THE INPUT
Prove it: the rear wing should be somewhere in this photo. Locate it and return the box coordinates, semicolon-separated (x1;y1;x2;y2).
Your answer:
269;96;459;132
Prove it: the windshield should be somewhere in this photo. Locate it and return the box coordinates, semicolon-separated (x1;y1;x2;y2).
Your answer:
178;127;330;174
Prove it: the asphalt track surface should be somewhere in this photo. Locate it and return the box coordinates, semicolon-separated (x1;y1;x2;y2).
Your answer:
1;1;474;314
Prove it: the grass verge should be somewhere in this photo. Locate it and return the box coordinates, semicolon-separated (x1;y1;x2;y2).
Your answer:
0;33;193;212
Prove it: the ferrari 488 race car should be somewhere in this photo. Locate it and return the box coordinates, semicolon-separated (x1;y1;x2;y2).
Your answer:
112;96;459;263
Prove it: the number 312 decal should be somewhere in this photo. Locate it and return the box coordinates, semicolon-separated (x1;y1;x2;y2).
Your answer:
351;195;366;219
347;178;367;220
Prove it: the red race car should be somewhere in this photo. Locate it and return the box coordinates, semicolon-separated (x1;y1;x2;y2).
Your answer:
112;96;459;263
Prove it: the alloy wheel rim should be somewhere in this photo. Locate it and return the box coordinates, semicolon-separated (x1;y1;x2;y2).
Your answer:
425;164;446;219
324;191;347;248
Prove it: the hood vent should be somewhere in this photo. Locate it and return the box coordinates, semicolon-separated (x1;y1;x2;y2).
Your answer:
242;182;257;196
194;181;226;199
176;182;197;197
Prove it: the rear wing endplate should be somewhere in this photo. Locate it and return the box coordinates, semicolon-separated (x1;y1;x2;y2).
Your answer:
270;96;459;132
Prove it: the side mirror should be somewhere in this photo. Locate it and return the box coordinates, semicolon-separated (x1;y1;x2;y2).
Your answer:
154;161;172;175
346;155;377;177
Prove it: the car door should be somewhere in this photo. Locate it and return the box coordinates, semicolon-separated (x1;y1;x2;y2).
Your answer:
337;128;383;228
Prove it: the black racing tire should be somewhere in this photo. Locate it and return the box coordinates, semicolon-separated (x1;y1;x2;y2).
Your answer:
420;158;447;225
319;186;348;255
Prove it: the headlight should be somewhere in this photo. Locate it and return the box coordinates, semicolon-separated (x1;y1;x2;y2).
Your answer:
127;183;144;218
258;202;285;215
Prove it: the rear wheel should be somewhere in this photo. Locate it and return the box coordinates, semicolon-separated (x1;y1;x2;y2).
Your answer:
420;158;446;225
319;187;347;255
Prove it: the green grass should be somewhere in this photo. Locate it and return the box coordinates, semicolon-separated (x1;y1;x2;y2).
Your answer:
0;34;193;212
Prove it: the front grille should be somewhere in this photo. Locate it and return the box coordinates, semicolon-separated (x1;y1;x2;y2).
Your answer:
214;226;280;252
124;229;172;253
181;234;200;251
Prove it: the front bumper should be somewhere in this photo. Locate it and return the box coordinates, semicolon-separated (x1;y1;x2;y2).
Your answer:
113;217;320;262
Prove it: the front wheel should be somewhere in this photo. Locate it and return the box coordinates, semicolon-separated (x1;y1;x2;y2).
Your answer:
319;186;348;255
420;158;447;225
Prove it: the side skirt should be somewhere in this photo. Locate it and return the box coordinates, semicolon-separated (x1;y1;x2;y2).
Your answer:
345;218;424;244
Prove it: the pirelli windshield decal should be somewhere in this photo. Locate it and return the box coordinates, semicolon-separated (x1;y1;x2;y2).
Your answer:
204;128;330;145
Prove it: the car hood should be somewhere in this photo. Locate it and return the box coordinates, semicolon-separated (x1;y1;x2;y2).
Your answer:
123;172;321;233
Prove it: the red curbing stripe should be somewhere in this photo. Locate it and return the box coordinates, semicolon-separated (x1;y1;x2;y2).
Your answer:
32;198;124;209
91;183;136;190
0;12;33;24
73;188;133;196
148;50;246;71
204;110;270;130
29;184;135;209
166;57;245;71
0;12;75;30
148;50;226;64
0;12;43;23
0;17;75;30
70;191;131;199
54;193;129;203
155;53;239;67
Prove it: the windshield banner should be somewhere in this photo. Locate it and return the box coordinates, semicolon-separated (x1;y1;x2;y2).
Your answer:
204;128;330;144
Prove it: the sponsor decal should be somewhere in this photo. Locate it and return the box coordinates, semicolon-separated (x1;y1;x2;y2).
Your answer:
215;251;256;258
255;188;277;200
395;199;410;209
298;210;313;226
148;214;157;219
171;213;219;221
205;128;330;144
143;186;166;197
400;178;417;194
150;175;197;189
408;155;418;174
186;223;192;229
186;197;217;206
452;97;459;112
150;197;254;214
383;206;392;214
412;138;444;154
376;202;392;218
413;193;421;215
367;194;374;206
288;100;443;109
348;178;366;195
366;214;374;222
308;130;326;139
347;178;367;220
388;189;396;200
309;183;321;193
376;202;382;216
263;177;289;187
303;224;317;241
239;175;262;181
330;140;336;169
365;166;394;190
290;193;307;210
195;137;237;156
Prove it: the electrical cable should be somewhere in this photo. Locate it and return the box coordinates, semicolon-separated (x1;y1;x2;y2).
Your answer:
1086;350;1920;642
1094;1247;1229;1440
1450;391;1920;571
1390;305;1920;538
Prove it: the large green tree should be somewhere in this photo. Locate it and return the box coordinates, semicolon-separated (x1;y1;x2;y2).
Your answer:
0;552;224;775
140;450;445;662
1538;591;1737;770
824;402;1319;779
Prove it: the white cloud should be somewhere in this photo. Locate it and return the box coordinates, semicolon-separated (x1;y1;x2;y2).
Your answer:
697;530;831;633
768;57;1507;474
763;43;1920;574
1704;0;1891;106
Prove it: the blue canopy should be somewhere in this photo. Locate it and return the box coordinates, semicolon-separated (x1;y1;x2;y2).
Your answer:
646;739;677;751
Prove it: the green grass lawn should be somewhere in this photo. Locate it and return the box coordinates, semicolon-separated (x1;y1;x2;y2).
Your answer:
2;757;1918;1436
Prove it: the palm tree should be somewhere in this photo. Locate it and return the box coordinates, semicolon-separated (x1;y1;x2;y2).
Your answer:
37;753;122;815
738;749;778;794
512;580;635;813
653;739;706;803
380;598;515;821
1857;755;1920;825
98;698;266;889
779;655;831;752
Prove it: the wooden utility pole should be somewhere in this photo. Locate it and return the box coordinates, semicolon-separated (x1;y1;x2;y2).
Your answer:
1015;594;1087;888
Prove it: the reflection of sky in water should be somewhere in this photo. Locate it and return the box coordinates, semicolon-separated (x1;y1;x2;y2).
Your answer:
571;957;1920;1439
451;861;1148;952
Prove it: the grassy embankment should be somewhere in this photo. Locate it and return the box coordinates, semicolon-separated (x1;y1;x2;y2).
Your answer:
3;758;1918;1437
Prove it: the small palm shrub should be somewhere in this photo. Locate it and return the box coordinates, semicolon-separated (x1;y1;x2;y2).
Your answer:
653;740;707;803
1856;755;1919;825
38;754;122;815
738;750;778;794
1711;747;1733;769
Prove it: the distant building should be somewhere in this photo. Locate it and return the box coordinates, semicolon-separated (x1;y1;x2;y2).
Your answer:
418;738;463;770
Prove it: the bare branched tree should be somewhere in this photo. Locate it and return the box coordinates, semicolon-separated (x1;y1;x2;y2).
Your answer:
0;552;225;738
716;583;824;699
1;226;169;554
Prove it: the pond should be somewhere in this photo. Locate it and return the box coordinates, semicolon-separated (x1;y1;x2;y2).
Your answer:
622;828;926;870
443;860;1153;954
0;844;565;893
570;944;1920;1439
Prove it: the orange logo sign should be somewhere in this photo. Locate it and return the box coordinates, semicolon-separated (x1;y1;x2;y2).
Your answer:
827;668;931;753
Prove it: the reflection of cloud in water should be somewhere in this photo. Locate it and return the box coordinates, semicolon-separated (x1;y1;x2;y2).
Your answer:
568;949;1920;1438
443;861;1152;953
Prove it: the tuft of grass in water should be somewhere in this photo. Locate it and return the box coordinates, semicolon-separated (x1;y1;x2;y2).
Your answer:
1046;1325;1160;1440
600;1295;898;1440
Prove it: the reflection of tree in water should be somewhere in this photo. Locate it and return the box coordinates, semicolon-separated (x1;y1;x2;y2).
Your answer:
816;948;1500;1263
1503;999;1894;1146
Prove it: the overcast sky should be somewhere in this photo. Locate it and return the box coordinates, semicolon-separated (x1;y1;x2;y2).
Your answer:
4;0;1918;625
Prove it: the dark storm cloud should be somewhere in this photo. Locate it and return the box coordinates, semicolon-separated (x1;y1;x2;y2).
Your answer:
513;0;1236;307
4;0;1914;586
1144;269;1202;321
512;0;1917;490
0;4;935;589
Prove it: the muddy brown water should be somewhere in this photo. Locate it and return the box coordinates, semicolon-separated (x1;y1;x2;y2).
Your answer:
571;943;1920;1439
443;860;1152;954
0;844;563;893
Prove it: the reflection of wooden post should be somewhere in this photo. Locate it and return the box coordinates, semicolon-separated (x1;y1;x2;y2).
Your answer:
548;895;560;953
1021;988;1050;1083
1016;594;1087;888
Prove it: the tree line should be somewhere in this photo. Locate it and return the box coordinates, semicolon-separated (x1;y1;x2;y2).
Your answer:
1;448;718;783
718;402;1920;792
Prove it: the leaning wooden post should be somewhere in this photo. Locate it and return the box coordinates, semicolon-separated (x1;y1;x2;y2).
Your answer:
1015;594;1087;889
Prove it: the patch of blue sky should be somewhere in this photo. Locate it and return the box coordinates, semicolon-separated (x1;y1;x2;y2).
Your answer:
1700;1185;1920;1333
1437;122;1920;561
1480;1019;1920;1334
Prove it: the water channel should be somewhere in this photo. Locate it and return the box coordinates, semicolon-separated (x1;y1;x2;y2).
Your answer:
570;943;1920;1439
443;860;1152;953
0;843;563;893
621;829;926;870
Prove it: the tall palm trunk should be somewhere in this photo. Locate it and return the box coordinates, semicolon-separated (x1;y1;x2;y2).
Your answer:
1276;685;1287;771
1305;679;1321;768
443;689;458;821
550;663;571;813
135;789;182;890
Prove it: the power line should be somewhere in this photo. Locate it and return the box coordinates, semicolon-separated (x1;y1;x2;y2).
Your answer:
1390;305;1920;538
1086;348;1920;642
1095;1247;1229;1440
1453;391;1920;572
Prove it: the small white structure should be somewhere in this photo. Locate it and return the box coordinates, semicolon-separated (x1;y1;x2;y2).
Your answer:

THE TASK
Wherever "rear" occurs in the entries above, copy the line it sits on.

SOLUTION FOR THIS TASK
Prove it: the rear wing should be somewhere in this photo. Locate it and return the box coordinates, semicolon-separated (x1;y1;x2;y2).
Prove it: the rear wing endplate should be somewhere in this photo. Locate it and return the box coordinates, semicolon-separated (x1;y1;x2;y2).
Prove it: the rear wheel should be somewhere in this photo. Locate it and return the box coordinates, semicolon-separated (x1;y1;x2;y2).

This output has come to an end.